- **EXERCISE GOAL**: Filter the entries down to the lines holding "white", then copy those lines.

- **RECORDS SUPPLIED**:
'''

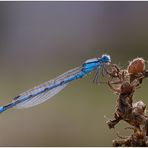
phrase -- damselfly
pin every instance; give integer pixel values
(45, 91)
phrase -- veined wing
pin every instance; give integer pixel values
(45, 91)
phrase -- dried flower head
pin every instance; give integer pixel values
(136, 66)
(126, 88)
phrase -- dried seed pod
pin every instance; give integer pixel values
(136, 66)
(126, 88)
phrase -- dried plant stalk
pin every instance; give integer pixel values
(124, 83)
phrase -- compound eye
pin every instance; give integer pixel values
(91, 60)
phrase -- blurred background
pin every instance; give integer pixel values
(41, 40)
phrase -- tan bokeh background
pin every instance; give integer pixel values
(39, 41)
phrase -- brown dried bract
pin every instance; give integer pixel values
(133, 113)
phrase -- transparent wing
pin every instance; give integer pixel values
(34, 95)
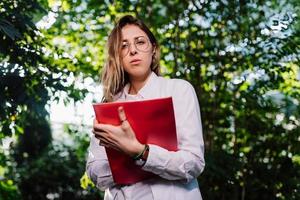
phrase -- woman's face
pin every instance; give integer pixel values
(136, 52)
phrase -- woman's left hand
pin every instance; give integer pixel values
(121, 138)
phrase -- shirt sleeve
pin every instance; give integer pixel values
(97, 166)
(188, 162)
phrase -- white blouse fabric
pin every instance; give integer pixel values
(177, 171)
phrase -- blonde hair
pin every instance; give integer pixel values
(113, 76)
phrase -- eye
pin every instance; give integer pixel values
(124, 45)
(140, 41)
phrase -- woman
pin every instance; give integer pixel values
(132, 73)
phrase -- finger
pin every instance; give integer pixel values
(122, 114)
(103, 139)
(102, 127)
(100, 134)
(95, 121)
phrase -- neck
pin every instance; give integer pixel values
(137, 83)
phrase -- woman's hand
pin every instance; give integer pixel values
(121, 138)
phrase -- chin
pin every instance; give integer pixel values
(137, 72)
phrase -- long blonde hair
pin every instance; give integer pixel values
(113, 76)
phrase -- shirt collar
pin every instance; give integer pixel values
(146, 91)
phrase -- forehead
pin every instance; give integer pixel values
(129, 32)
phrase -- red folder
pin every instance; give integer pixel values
(153, 123)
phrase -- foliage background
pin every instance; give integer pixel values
(241, 56)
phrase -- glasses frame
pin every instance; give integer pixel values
(135, 46)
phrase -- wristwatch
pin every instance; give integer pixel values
(141, 160)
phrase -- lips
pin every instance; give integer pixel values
(135, 61)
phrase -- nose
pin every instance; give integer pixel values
(132, 49)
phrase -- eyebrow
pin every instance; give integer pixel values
(125, 40)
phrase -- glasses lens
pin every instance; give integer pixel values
(142, 44)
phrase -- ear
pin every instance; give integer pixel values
(154, 49)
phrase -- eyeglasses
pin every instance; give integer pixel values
(141, 44)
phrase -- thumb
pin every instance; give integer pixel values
(122, 114)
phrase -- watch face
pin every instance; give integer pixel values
(140, 162)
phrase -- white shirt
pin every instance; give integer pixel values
(178, 171)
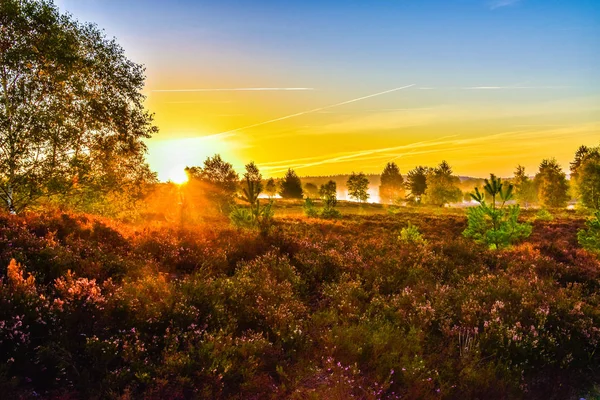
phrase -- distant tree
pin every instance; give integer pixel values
(311, 190)
(589, 238)
(442, 186)
(585, 175)
(291, 186)
(252, 185)
(358, 186)
(72, 117)
(219, 181)
(391, 188)
(257, 216)
(271, 188)
(416, 183)
(552, 185)
(525, 191)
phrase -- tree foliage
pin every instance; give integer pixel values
(271, 188)
(552, 185)
(328, 193)
(416, 183)
(525, 190)
(589, 238)
(358, 186)
(391, 188)
(291, 186)
(442, 186)
(219, 181)
(585, 175)
(252, 185)
(311, 190)
(495, 225)
(257, 216)
(72, 119)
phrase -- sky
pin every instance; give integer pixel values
(331, 87)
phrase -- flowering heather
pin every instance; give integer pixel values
(312, 309)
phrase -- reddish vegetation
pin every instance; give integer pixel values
(314, 309)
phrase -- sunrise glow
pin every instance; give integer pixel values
(332, 88)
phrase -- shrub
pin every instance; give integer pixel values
(589, 238)
(544, 215)
(492, 225)
(411, 234)
(309, 208)
(330, 213)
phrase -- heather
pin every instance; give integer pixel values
(308, 309)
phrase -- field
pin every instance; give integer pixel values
(312, 309)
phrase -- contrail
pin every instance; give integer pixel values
(229, 90)
(306, 112)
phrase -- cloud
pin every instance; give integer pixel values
(514, 87)
(314, 110)
(229, 90)
(502, 3)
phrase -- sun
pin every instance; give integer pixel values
(177, 175)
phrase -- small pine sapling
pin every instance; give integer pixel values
(496, 224)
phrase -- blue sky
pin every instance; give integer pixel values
(497, 64)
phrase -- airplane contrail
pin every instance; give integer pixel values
(228, 90)
(227, 133)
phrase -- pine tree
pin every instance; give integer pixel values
(495, 225)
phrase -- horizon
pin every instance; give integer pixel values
(331, 88)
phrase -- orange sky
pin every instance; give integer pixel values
(331, 87)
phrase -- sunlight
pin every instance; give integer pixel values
(177, 175)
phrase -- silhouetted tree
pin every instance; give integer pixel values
(442, 186)
(358, 186)
(391, 188)
(219, 181)
(271, 188)
(328, 192)
(311, 190)
(72, 120)
(257, 216)
(252, 185)
(525, 191)
(291, 186)
(416, 183)
(585, 174)
(552, 185)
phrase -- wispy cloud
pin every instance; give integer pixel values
(314, 110)
(514, 87)
(230, 90)
(502, 3)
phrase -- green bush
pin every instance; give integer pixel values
(544, 215)
(330, 213)
(493, 225)
(589, 238)
(309, 208)
(411, 234)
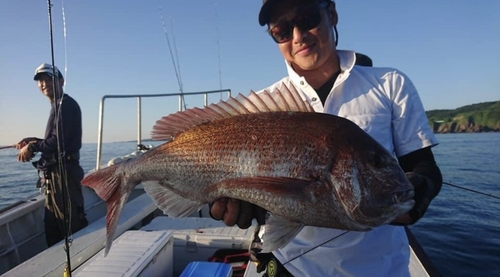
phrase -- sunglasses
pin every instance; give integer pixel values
(308, 18)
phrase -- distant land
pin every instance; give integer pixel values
(475, 118)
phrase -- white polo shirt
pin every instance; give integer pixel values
(384, 103)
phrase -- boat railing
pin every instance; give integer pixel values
(139, 113)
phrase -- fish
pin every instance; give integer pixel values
(270, 149)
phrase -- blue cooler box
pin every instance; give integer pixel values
(207, 269)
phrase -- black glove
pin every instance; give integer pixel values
(425, 191)
(247, 212)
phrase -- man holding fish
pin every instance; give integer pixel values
(384, 103)
(327, 173)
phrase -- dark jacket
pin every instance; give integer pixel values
(70, 135)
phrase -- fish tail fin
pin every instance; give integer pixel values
(114, 189)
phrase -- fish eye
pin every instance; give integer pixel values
(377, 160)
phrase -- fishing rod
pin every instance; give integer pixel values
(58, 96)
(7, 146)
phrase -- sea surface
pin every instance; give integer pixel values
(460, 232)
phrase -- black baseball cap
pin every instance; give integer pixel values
(267, 7)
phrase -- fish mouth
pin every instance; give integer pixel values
(402, 196)
(399, 203)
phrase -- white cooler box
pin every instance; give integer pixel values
(197, 239)
(134, 253)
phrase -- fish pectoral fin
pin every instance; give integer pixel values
(169, 202)
(279, 232)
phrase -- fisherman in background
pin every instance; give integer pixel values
(64, 133)
(384, 103)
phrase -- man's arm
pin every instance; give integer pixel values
(424, 174)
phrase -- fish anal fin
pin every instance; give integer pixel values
(169, 202)
(281, 99)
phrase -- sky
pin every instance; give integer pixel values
(449, 49)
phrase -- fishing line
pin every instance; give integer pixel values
(174, 61)
(471, 190)
(218, 49)
(65, 48)
(61, 167)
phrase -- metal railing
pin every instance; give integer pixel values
(139, 123)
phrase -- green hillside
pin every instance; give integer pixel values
(481, 117)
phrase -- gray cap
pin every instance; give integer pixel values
(46, 68)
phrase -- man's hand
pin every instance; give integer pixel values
(24, 142)
(233, 211)
(25, 155)
(424, 193)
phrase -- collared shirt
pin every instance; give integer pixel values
(70, 132)
(384, 103)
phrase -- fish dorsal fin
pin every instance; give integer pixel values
(281, 99)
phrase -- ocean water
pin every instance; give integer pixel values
(460, 232)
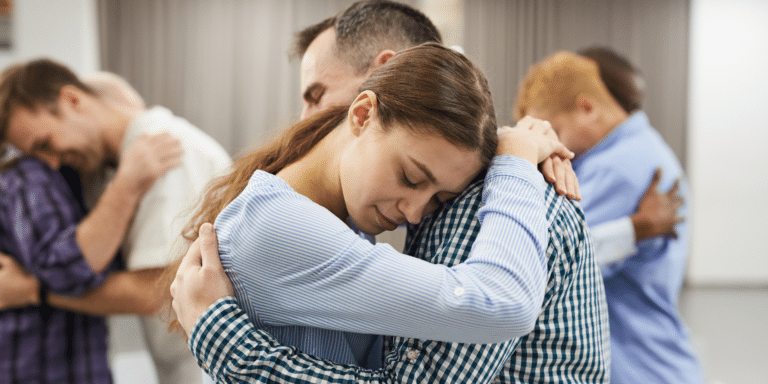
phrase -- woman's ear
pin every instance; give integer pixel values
(362, 110)
(382, 58)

'''

- **SOLUTION**:
phrase -- white blouse fabric
phrase -- white shirt
phrase -- white polo shirt
phrase -- white cooler box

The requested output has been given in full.